— Begin The records —
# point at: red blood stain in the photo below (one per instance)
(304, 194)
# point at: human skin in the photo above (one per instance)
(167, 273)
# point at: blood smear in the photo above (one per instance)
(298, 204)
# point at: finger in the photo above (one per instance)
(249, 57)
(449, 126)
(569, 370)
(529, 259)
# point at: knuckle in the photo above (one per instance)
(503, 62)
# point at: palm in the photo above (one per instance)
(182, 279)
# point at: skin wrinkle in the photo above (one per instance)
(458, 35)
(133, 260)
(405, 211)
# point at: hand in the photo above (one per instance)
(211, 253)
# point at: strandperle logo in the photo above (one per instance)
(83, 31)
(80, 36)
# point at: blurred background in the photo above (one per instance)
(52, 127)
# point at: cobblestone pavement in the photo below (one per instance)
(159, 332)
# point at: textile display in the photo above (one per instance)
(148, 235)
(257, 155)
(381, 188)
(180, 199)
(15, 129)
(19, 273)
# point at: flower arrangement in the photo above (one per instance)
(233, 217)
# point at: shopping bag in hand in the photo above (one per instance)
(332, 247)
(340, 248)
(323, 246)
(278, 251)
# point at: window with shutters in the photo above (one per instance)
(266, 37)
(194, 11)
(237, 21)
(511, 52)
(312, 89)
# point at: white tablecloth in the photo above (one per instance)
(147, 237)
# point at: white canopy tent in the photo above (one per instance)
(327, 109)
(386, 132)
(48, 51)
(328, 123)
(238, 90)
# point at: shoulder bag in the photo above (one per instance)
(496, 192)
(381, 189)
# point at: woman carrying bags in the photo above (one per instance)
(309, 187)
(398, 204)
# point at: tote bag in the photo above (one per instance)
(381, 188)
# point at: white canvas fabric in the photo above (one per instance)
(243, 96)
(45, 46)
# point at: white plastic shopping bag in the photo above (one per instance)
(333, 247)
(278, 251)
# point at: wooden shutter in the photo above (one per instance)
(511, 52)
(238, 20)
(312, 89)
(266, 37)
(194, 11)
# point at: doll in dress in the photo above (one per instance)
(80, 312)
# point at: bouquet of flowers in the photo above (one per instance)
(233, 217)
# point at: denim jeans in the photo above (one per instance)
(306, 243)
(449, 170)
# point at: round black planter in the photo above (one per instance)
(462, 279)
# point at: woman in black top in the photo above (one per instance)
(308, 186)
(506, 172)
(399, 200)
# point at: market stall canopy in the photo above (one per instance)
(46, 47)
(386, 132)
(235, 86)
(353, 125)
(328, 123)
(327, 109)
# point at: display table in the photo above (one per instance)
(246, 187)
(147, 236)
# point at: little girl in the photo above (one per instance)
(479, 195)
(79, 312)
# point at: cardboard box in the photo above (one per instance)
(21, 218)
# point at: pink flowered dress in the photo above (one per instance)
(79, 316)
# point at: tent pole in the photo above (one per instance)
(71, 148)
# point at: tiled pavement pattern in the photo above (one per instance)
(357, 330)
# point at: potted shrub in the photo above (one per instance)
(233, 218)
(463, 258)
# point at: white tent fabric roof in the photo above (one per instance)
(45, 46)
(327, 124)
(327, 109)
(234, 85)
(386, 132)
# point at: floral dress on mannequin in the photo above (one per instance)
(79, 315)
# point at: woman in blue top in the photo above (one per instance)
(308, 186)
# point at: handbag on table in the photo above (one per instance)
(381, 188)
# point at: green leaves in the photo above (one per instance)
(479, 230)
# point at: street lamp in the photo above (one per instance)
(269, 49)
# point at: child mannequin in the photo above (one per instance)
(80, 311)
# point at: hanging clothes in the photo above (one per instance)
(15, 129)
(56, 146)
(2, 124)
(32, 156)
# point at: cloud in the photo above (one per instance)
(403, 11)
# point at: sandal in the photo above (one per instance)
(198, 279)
— End The records —
### Work required
Lay out every line of the data above as a Markdown table with the columns Row and Line. Number the rows and leave out blank lines.

### Response
| Row | Line |
|---|---|
| 1 | # point at: red blood stain in the photo below (one per instance) |
| 2 | (304, 194) |
| 3 | # point at: human skin in the photo above (one per instance) |
| 4 | (167, 273) |
| 5 | # point at: blood smear in the photo above (one per instance) |
| 6 | (298, 204) |
| 7 | # point at: finger in the photo above (one per instance) |
| 8 | (249, 57) |
| 9 | (449, 126) |
| 10 | (569, 370) |
| 11 | (529, 259) |
| 12 | # point at: knuckle in the photo above (one per instance) |
| 13 | (503, 62) |
| 14 | # point at: palm in the photo above (one per instance) |
| 15 | (182, 279) |
| 16 | # point at: skin wrinkle in the photo above (one per instance) |
| 17 | (458, 35) |
| 18 | (133, 260) |
| 19 | (405, 211) |
| 20 | # point at: hand in the photo above (one per instance) |
| 21 | (211, 253) |
| 22 | # point at: strandperle logo in the photo above (one per instance) |
| 23 | (83, 31) |
| 24 | (80, 36) |
| 25 | # point at: blurred background in the photo above (one per instance) |
| 26 | (52, 127) |
| 27 | # point at: cobblestone pavement in the photo below (one per instance) |
| 28 | (159, 332) |
| 29 | # point at: textile display in the photo above (one per instance) |
| 30 | (148, 235) |
| 31 | (257, 155) |
| 32 | (381, 188) |
| 33 | (180, 199) |
| 34 | (15, 129) |
| 35 | (19, 273) |
| 36 | # point at: flower arrangement in the photo above (one per instance) |
| 37 | (233, 217) |
| 38 | # point at: shopping bag in hand in the photo above (one per instance) |
| 39 | (332, 247) |
| 40 | (340, 248) |
| 41 | (323, 246) |
| 42 | (278, 251) |
| 43 | # point at: window with shutters in the photo above (one per instance) |
| 44 | (266, 37) |
| 45 | (194, 11) |
| 46 | (237, 21) |
| 47 | (511, 52) |
| 48 | (312, 89) |
| 49 | # point at: white tablecloth in the photo above (one per instance) |
| 50 | (147, 237) |
| 51 | # point at: white canopy tent in the photo above (one per instance) |
| 52 | (327, 109) |
| 53 | (386, 132) |
| 54 | (48, 51) |
| 55 | (328, 123) |
| 56 | (238, 90) |
| 57 | # point at: shoulder bag in the photo above (one per instance) |
| 58 | (496, 192) |
| 59 | (381, 189) |
| 60 | # point at: woman carrying bags in the photo above (one per instance) |
| 61 | (309, 187) |
| 62 | (398, 204) |
| 63 | # point at: tote bag in the photo above (one per instance) |
| 64 | (381, 188) |
| 65 | # point at: white canvas fabric in the photo above (one per instance) |
| 66 | (243, 96) |
| 67 | (45, 46) |
| 68 | # point at: white plastic shopping bag in the photo above (one per instance) |
| 69 | (333, 247) |
| 70 | (278, 251) |
| 71 | # point at: wooden shutter in the photo above (one per instance) |
| 72 | (511, 52) |
| 73 | (238, 20) |
| 74 | (312, 89) |
| 75 | (266, 37) |
| 76 | (194, 11) |
| 77 | # point at: doll in dress in the photo above (one per instance) |
| 78 | (80, 312) |
| 79 | # point at: bouquet of flowers in the photo above (one per instance) |
| 80 | (233, 217) |
| 81 | # point at: denim jeans in the photo above (one per instance) |
| 82 | (306, 243) |
| 83 | (449, 170) |
| 84 | # point at: round black planter in the photo above (one per instance) |
| 85 | (462, 279) |
| 86 | # point at: woman in black top in the photo above (one per instance) |
| 87 | (308, 186) |
| 88 | (506, 172) |
| 89 | (399, 200) |
| 90 | # point at: market stall canopy in the photo above (one per instance) |
| 91 | (46, 47) |
| 92 | (386, 132) |
| 93 | (235, 86) |
| 94 | (353, 125) |
| 95 | (328, 123) |
| 96 | (327, 109) |
| 97 | # point at: display table in the photo above (one per instance) |
| 98 | (246, 187) |
| 99 | (147, 236) |
| 100 | # point at: little girl in the photo above (one per instance) |
| 101 | (479, 195) |
| 102 | (79, 312) |
| 103 | # point at: cardboard box in the photo above (one per instance) |
| 104 | (21, 218) |
| 105 | # point at: pink flowered dress in the photo above (one per instance) |
| 106 | (79, 316) |
| 107 | # point at: tent pole in the photo above (one per instance) |
| 108 | (71, 148) |
| 109 | # point at: tiled pavement pattern in the photo above (one per instance) |
| 110 | (357, 330) |
| 111 | # point at: potted shrub in the photo above (one per instance) |
| 112 | (233, 218) |
| 113 | (463, 258) |
| 114 | # point at: white tent fabric roof in the photo above (one per instance) |
| 115 | (45, 46) |
| 116 | (327, 124) |
| 117 | (327, 109) |
| 118 | (234, 85) |
| 119 | (386, 132) |
| 120 | # point at: floral dress on mannequin in the photo above (one per instance) |
| 121 | (79, 315) |
| 122 | # point at: woman in blue top in the photo above (one per instance) |
| 123 | (308, 186) |
| 124 | # point at: handbag on table in the photo above (one per instance) |
| 125 | (381, 188) |
| 126 | # point at: green leaves in the photo above (one per instance) |
| 127 | (479, 230) |
| 128 | # point at: street lamp in the photo above (one per instance) |
| 129 | (269, 49) |
| 130 | # point at: child mannequin in the photo above (one per instance) |
| 131 | (80, 311) |
| 132 | # point at: hanging clothes in the photo above (one per instance) |
| 133 | (15, 129) |
| 134 | (56, 146) |
| 135 | (2, 124) |
| 136 | (32, 156) |
| 137 | # point at: cloud in the photo above (one per instance) |
| 138 | (403, 11) |
| 139 | # point at: sandal in the photo above (one per instance) |
| 140 | (198, 279) |